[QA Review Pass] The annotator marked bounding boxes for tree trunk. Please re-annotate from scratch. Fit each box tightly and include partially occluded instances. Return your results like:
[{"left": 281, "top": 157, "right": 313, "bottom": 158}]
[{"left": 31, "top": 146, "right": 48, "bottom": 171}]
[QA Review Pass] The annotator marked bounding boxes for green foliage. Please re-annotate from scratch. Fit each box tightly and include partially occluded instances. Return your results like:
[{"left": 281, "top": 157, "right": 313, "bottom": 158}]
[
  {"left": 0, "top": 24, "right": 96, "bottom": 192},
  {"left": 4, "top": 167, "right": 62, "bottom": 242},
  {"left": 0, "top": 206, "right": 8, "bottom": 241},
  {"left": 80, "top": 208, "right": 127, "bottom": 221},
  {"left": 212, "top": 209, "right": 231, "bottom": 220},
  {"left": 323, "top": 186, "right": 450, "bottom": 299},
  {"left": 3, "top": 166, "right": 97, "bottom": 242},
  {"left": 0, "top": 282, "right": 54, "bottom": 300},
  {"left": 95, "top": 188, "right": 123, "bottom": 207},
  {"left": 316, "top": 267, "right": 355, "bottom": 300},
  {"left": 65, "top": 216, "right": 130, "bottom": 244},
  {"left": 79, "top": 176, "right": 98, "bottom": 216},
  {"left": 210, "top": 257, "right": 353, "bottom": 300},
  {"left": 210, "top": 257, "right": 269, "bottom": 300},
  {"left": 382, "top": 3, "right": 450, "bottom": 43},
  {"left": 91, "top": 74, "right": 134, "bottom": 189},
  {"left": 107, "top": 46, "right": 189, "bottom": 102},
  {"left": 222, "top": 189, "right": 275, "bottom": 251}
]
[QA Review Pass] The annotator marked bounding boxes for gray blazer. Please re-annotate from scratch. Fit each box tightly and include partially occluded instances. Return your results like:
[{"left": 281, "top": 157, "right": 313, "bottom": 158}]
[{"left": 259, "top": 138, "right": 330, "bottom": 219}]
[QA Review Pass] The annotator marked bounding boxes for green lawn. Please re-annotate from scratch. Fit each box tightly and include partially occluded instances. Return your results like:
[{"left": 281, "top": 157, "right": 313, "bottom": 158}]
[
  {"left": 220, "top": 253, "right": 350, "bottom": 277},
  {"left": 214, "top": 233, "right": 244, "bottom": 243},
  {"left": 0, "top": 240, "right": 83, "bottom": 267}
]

☆ ☆ ☆ ☆ ☆ ☆ ☆

* [PROBLEM REQUIREMENTS] Copy all the entries above word for word, with the same line breaks.

* [FINAL ANSWER]
[QA Review Pass] The annotator marked bounding boxes for tree trunk. Please re-annotate from scratch. Fit each box tightly and include partially occluded instances. Return your results like:
[{"left": 281, "top": 157, "right": 313, "bottom": 158}]
[{"left": 31, "top": 146, "right": 48, "bottom": 171}]
[QA Review Pass] The annotator marked bounding boxes for green foliage. Please re-annotate from scratch. Fit each box tightly and include partially occluded instances. Return your results like:
[{"left": 281, "top": 157, "right": 313, "bottom": 158}]
[
  {"left": 0, "top": 24, "right": 96, "bottom": 192},
  {"left": 4, "top": 167, "right": 62, "bottom": 242},
  {"left": 0, "top": 206, "right": 8, "bottom": 241},
  {"left": 80, "top": 208, "right": 127, "bottom": 221},
  {"left": 212, "top": 209, "right": 231, "bottom": 220},
  {"left": 323, "top": 186, "right": 450, "bottom": 299},
  {"left": 3, "top": 166, "right": 97, "bottom": 242},
  {"left": 0, "top": 282, "right": 54, "bottom": 300},
  {"left": 95, "top": 188, "right": 123, "bottom": 207},
  {"left": 316, "top": 267, "right": 355, "bottom": 300},
  {"left": 65, "top": 216, "right": 130, "bottom": 244},
  {"left": 79, "top": 176, "right": 98, "bottom": 216},
  {"left": 210, "top": 257, "right": 353, "bottom": 300},
  {"left": 210, "top": 257, "right": 269, "bottom": 300},
  {"left": 382, "top": 3, "right": 450, "bottom": 43},
  {"left": 91, "top": 74, "right": 134, "bottom": 189},
  {"left": 107, "top": 46, "right": 189, "bottom": 102},
  {"left": 222, "top": 189, "right": 275, "bottom": 251}
]
[QA Review Pass] The annotator marked bounding boxes for gray blazer. Please re-annotate from scratch. Fit each box tightly and include partially occluded instances. Return your results like:
[{"left": 281, "top": 157, "right": 313, "bottom": 158}]
[{"left": 259, "top": 138, "right": 330, "bottom": 219}]
[QA Review Pass] The annotator marked bounding boxes for green lawn. Please re-annotate from scratch. Fit each box tightly and include partially occluded instances. Return your results like:
[{"left": 281, "top": 157, "right": 313, "bottom": 158}]
[
  {"left": 220, "top": 253, "right": 350, "bottom": 277},
  {"left": 214, "top": 233, "right": 244, "bottom": 243},
  {"left": 0, "top": 240, "right": 83, "bottom": 267}
]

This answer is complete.